**SUPPLIED TEXT:**
A photo of a laptop with two people hands in frame, one is using the touchpad and the other is pointing to the screen. In this context, the image is intended to convey humans scrutinising something on the laptop carefully.The reassurance of ‘the human in the loop’ can be found in many places: in vendor marketing, institutional policies, and in wider discourse around AI. It’s become the standard response to concerns about AI making consequential decisions. 

But what does it mean in practice? If a marker glances at AI-generated feedback and clicks “accept”, was a human meaningfully in the loop? If an admissions adviser reviews an AI recommendation under time pressure, with no easy way to see how it was produced, can they realistically contest it?  

The encouraging news is that good practice is already emerging. Across the sector, many institutions and individuals are thinking carefully about where human judgement needs to sit and what form it needs to take. What could be developed further is a shared set of practical tools — rules, examples, checklists, review processes, etc. — that help institutions tell the difference between meaningful oversight and a tick-box review. 

We think our next pilot could help build exactly that — and we want to consult with members before finalising the design.

**DATASET ROWS:**
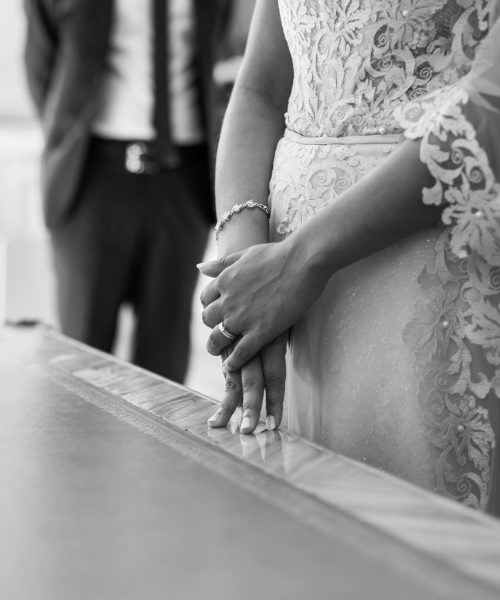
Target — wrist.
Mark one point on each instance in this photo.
(246, 229)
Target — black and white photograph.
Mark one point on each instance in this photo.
(250, 300)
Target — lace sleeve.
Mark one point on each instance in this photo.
(460, 143)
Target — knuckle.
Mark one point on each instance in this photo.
(274, 381)
(231, 385)
(241, 354)
(212, 347)
(250, 384)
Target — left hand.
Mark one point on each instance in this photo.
(258, 294)
(263, 375)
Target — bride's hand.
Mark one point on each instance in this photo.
(263, 373)
(257, 294)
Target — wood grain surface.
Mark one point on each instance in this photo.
(113, 486)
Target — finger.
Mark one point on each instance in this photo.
(217, 341)
(209, 294)
(274, 367)
(245, 349)
(212, 315)
(252, 383)
(230, 402)
(213, 268)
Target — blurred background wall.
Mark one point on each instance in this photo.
(26, 276)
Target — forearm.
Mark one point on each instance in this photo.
(251, 130)
(383, 208)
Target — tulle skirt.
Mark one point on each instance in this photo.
(358, 379)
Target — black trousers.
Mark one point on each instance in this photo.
(134, 238)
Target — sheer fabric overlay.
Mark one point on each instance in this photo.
(398, 363)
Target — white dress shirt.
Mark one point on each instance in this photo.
(126, 100)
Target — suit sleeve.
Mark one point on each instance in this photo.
(40, 51)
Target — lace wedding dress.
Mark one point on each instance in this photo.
(398, 363)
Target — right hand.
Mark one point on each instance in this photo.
(264, 373)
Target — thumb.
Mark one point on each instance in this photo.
(215, 267)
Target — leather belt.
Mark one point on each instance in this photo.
(137, 157)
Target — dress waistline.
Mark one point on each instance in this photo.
(389, 138)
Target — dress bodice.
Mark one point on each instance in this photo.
(355, 61)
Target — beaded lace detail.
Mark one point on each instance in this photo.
(356, 60)
(460, 320)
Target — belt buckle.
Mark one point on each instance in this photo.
(135, 154)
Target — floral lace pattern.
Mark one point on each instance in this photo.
(461, 319)
(356, 60)
(312, 176)
(366, 67)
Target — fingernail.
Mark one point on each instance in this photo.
(245, 424)
(202, 265)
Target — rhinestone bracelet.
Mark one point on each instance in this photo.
(227, 216)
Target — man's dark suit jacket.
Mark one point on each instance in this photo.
(65, 57)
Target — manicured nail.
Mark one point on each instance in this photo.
(245, 424)
(215, 417)
(200, 266)
(227, 368)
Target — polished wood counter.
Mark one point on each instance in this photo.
(114, 487)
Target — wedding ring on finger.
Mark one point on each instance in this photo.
(226, 333)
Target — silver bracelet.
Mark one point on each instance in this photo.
(228, 215)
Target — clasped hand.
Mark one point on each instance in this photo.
(257, 294)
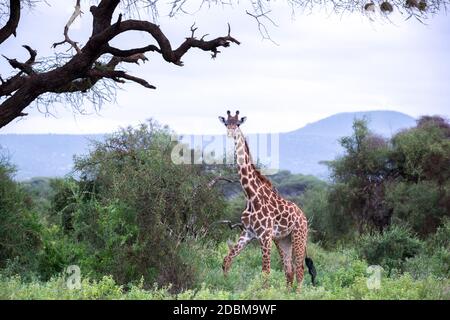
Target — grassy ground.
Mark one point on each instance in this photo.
(341, 275)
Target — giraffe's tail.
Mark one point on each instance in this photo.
(311, 269)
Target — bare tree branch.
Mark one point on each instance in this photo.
(11, 25)
(77, 12)
(82, 71)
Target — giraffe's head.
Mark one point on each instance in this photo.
(232, 123)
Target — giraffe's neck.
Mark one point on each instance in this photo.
(246, 169)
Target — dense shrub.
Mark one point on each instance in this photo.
(328, 224)
(133, 208)
(417, 204)
(391, 248)
(20, 228)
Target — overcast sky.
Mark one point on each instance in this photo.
(322, 65)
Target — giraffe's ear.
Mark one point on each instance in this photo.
(242, 120)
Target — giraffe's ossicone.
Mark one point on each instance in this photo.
(267, 217)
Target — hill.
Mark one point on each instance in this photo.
(301, 150)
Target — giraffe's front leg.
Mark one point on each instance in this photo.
(244, 239)
(266, 246)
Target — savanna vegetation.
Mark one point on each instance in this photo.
(139, 226)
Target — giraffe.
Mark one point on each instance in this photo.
(267, 216)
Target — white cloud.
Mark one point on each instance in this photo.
(322, 65)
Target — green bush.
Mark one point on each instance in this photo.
(417, 204)
(389, 249)
(327, 224)
(133, 208)
(20, 227)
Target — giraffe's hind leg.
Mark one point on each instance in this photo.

**JOBS:**
1. Render this sentence from the passage on human oversight of AI into French: "It’s become the standard response to concerns about AI making consequential decisions."
2. Using the passage on human oversight of AI, explain in one to three sentences what purpose the shared set of practical tools it proposes would serve.
3. Extend the passage on human oversight of AI, beginning after its final sentence.
The lines have no connection to the passage on human oversight of AI.

**SOLVED PROBLEMS:**
1. C’est devenu la réponse type aux inquiétudes concernant les décisions lourdes de conséquences prises par l’IA.

2. The tools would help institutions tell the difference between meaningful oversight and a tick-box review. They would include rules, examples, checklists and review processes.

3.
A different kind of pilot 

Our pilots have evolved alongside the sector and the market. When access to AI tools was scarce, it made sense for pilots to introduce new products, usually with free licences attached. Some of the conditions that made that model work well have changed: most colleges and universities now hold licences for relevant tools, the sector has enough adoption experience to know which products are effective, and the question members are asking has shifted from “is this tool any good?” to “how do we use AI well?” 

The free licence itself has also become less of a gift than it initially seems. A licence may be free to the participant, but integrating a new product is never free to the institution. It brings training needs, due diligence and risk assessments, and the work of building a new vendor relationship — costs that land before there’s a weight of evidence the tool suits the use case.  

This has been one of the most significant challenges for the pilots, with months of approvals standing between sign-up and substantive work. And when an institution does that work alone and then finds the tool isn’t quite right for them, it has little to show for the effort. 

Our current proposal is designed to avoid these issues in three ways. First, participants would work with AI-enabled tools they already have access to, rather than being asked to adopt something new. The focus would be on the features and use cases where institutions want more confidence: where AI functionality is available but not yet used, used cautiously, or not used as effectively as it could be. Second, discovery — working out what meaningful human oversight looks like, what policies and processes it requires, and how to evaluate it — would be treated as valuable work in its own right, not as a hurdle to clear before the “real” pilot begins. Third, the thinking would be done together: institutions developing their governance approaches in parallel, with peer support and shared templates, rather than each rebuilding from scratch behind its own walls. The artefacts the cohort co-produces could then become resources for the whole sector. 

At this stage, we are proposing a two-phase model, with a deliberate dividing line between discovery and practice.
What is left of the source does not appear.